STATED GOAL >> Copy out everything from the start of the data down to and including the line containing "492 154 L 492", reproducing each line exactly.

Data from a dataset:

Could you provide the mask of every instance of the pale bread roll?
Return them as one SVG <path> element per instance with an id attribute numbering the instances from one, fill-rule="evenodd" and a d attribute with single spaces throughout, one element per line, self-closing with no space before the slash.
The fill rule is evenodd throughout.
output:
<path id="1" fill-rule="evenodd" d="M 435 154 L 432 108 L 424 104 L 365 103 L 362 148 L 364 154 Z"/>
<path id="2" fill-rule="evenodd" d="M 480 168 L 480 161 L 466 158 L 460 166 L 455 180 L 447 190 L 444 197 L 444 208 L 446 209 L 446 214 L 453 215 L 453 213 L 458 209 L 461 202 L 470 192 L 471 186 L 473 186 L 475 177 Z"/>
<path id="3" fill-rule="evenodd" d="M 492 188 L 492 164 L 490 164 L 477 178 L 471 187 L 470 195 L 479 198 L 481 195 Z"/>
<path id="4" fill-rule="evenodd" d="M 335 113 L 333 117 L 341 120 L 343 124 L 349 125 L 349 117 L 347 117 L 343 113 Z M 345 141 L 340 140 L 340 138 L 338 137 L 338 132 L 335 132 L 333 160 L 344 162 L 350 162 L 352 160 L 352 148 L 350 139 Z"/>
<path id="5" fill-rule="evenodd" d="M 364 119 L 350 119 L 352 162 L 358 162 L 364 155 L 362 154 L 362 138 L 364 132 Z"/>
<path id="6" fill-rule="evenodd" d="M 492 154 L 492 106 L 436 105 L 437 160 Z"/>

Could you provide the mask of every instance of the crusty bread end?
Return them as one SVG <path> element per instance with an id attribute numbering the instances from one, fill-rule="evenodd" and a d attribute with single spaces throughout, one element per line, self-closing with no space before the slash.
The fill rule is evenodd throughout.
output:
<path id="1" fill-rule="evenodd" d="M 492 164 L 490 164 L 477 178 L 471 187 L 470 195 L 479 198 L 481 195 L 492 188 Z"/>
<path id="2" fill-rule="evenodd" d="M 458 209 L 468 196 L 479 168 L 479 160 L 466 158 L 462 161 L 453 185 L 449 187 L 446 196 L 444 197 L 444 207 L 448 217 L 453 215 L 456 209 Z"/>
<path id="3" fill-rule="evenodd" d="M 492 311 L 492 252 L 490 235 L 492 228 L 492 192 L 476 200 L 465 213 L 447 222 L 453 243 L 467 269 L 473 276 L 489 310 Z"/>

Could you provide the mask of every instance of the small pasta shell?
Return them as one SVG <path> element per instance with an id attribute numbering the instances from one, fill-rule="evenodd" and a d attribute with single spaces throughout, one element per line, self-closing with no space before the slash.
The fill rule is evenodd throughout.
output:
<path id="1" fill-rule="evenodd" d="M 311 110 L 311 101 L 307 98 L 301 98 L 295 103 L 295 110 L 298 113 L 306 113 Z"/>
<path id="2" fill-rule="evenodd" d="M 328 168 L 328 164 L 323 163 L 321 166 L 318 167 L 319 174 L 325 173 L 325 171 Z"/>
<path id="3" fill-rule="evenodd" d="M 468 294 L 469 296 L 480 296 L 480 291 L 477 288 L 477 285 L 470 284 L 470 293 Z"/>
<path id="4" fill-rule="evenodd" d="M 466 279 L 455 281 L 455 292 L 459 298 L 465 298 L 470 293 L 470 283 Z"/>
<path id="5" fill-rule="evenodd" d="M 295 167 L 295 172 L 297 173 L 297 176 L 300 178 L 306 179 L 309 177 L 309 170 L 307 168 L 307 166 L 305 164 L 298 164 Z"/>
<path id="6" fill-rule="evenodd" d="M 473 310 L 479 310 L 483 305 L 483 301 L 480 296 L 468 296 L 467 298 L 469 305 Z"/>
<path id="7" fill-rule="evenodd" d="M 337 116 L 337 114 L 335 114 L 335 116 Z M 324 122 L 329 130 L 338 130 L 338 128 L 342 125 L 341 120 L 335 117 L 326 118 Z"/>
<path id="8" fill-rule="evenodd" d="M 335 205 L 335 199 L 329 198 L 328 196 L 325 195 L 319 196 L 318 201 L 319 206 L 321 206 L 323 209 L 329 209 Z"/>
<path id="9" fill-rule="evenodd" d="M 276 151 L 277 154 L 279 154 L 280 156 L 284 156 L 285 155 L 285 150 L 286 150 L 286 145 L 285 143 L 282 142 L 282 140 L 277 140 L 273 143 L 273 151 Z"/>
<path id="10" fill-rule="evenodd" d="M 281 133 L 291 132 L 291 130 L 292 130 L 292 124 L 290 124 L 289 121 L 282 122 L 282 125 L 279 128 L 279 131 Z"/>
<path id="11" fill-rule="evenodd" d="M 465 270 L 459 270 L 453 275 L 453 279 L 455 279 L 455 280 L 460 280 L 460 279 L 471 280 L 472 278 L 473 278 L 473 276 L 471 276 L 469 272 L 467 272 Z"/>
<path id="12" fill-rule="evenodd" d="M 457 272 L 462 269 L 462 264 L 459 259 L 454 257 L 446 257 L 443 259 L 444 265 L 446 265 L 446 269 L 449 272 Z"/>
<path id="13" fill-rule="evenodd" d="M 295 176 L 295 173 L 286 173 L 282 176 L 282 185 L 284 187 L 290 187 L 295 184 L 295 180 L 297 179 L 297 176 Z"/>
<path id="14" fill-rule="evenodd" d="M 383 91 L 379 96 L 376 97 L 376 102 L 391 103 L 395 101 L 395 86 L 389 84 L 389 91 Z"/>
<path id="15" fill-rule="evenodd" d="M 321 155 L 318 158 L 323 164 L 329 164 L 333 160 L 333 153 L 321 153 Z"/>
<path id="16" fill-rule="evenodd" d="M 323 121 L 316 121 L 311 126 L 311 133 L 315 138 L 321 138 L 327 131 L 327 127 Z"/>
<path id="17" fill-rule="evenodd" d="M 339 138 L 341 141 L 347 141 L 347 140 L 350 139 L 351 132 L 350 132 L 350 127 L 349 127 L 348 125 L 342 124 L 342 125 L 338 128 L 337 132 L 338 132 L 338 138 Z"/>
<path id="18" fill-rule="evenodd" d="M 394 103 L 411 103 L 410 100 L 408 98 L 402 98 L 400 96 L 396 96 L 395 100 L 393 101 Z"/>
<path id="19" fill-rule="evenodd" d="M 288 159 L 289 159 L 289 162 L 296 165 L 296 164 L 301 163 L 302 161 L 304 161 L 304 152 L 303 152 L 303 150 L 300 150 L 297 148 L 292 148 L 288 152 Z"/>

CORRECT RESULT >>
Could you provide the mask of every instance of the pale bread roll?
Return them as one SVG <path> element per instance with an id attribute numbering the instances from one, fill-rule="evenodd" and a d attribute with single spaces throughout, one element per line, self-closing with no space before the slash.
The fill rule is evenodd throughout.
output:
<path id="1" fill-rule="evenodd" d="M 435 154 L 432 108 L 424 104 L 365 103 L 362 148 L 364 154 Z"/>
<path id="2" fill-rule="evenodd" d="M 480 168 L 480 161 L 466 158 L 460 166 L 455 180 L 447 190 L 444 197 L 444 208 L 446 209 L 446 214 L 453 215 L 453 213 L 458 209 L 461 202 L 470 192 L 471 186 L 473 186 L 475 177 Z"/>
<path id="3" fill-rule="evenodd" d="M 492 188 L 492 164 L 490 164 L 477 178 L 471 187 L 470 195 L 479 198 L 481 195 Z"/>
<path id="4" fill-rule="evenodd" d="M 335 113 L 333 117 L 341 120 L 343 124 L 349 125 L 349 117 L 347 117 L 343 113 Z M 345 141 L 340 140 L 340 138 L 338 137 L 338 132 L 335 132 L 333 160 L 344 162 L 350 162 L 352 160 L 352 148 L 350 139 Z"/>
<path id="5" fill-rule="evenodd" d="M 364 119 L 350 119 L 352 162 L 358 162 L 364 155 L 362 154 L 362 138 L 364 132 Z"/>
<path id="6" fill-rule="evenodd" d="M 492 154 L 492 106 L 436 105 L 437 160 Z"/>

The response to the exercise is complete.